## Begin
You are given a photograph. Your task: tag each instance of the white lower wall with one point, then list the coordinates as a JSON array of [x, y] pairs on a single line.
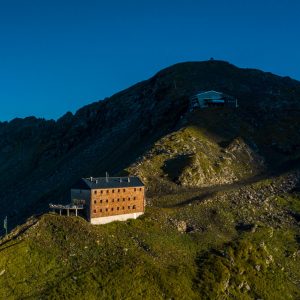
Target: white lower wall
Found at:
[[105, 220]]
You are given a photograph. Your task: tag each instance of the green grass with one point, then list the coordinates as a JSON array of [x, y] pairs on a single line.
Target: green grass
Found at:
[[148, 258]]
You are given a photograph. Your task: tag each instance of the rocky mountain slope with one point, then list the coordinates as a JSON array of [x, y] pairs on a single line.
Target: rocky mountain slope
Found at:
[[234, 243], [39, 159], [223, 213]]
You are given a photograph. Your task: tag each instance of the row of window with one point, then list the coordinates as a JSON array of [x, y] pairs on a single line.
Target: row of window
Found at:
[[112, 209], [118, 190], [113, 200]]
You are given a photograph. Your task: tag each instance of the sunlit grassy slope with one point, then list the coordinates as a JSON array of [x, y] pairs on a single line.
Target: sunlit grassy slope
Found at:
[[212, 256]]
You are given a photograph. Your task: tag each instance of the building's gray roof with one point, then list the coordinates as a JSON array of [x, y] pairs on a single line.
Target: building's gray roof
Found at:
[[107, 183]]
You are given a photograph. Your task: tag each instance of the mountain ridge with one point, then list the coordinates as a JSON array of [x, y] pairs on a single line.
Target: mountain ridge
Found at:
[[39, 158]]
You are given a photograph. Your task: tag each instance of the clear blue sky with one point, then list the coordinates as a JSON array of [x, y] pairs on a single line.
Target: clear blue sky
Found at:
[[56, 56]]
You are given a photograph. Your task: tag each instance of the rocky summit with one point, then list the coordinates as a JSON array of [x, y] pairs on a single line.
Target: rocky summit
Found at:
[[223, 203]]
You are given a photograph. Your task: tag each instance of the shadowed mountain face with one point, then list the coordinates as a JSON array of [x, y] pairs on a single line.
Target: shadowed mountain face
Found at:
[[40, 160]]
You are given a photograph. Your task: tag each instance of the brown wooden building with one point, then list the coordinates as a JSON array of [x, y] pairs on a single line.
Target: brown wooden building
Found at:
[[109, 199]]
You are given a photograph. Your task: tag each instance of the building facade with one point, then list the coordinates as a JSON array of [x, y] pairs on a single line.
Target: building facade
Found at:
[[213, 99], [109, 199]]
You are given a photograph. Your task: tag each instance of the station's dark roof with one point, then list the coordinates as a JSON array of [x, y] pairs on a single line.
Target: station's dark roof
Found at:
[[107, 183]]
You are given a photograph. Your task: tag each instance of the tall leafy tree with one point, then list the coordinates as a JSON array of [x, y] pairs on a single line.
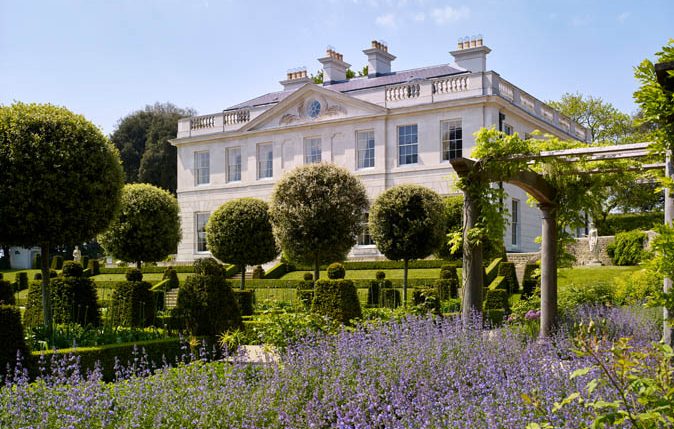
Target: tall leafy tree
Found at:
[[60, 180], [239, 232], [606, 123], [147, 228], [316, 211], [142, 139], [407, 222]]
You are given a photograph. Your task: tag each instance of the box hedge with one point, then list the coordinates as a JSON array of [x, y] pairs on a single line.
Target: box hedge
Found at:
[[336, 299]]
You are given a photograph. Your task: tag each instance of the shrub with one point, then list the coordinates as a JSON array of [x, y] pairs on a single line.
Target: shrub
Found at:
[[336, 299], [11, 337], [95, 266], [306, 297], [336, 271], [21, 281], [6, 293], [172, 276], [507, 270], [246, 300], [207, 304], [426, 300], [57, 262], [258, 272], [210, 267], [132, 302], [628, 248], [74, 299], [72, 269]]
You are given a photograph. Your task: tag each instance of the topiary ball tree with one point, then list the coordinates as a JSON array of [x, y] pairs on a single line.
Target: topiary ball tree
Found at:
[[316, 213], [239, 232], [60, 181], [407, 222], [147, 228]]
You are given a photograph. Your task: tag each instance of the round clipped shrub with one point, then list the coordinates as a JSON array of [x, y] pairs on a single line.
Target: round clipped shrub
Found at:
## End
• **Request**: Copy every line of the records above word for word, omitting the pictures.

• **Output below**:
You are given a photograph. Your task: tag each instance of the white lower wall with one point, then list the coordinates as a JSON array of [x, y] pairs on a single line.
Target: white lower wall
Found at:
[[105, 220]]
You are given a photograph. Your task: tag each instance of the green grass with one point, then list the coordinates as a JSON array of [x, y] pairs on a single line.
Target: green grass
Found at:
[[148, 258]]
You are given a photograph. Your task: tag each instance of the rocky mountain slope with one point, then list the coordinates as a JSON array of [x, y] pairs on a single line.
Target: rocky mountain slope
Found at:
[[234, 243], [39, 159], [223, 213]]
You are given a photograph. Your task: tag each instance of the row of window with one point, then list the coordinates as a JSON array of [x, y] pairs on a single line.
Target: row of window
Found at:
[[112, 209], [118, 190], [113, 200]]
You are given a photograph. Your task: tag each instance of the sunlit grassy slope with one point, then list the coordinates as a JSON array of [x, y] pairs on a single line.
Target: sunlit grassy slope
Found at:
[[212, 256]]
You are given a photograph. Your task: tag each instance of the building's gray roof with one point, then list the coordinates as a JSON array of [x, y] pairs on a single line.
Target: building's gray roof
Found at:
[[107, 183]]
You are given a photograph. Your task: tag each instance of the mountain ridge with one point, then list the coordinates as a JSON array of [x, y] pairs on a single line.
Target: mountain ridge
Found at:
[[39, 158]]
You are given a photograph. Your task: tag each instance of the clear blue sky with one point, then list the coordinates as a JSON array of [x, y] pairs on a single line.
Target: clear blue sky
Found at:
[[56, 56]]
You are given a photograph. Your task: tag each instance of the rocky summit with one point, then list the coordinates as a JSON array of [x, y] pairs on a single line.
Target: rocky summit
Found at:
[[223, 203]]
You are given a photograph. Your task: tag each instance of the shadowed mountain face with one point, then list the coordinates as a JSON array of [x, y] pairs on a single line.
Target: shadowed mountain face
Found at:
[[40, 160]]
You are given a photograph. Your task: tag each instance of the brown wooden building with one point, then list the coordinates as a JSON array of [x, y] pairs on a single line.
Target: brown wooden building
Found at:
[[109, 199]]
You are given a photograph. Your task: tag each instance of the building facade with one point, then list the coordinates as a JSON array of [x, y] pairs on a single line.
Target: building facade
Found at:
[[213, 99], [109, 199]]
You are given a photograph. Your task: tag each instance of the station's dark roof with one point, then list the coordinates as a JSON array of [x, y] pairs on a single line.
Target: station's dark roof
Found at:
[[107, 183]]
You are given a photograph. Your task: tag each instance of the tall leafy tree with one point, then list the coordinates as a JSON array of [x, y] pairs on a single line.
Target: tall leafy tree
Found at:
[[60, 180], [239, 232], [606, 123], [147, 228], [316, 211], [142, 139], [407, 222]]
You are given a photograph. Your task: tag each instance of the box hedge with one point, then list the coordinates as a JSON array of [x, y] pairs on a single line.
Target: box hedge
Found at:
[[336, 299]]
You are given a photograph. Your task: tag each instance of the shrub with one point, then list the coordinates as a JSON array of [x, y] pairs on a single line.
Target: shrub
Found at:
[[336, 299], [11, 337], [95, 266], [306, 297], [336, 271], [21, 281], [6, 293], [172, 276], [507, 270], [246, 300], [207, 304], [426, 300], [57, 262], [258, 272], [210, 267], [132, 302], [628, 248], [74, 299], [72, 269]]
You are given a photograph. Your task: tag each instance of the topiary ball tree with one point, then list the coordinates as a JSON array of [x, y] pairs on a single line.
Target: topiary ball tree
Found at:
[[316, 213], [239, 232], [60, 181], [407, 222], [147, 228]]
You are given a photograph. Your task: tag each instance of the round clipped shrub with one point, then list the coordinates as a JSON array of [x, y] pairs on a single line.
Target: round clipped shrub
Found at:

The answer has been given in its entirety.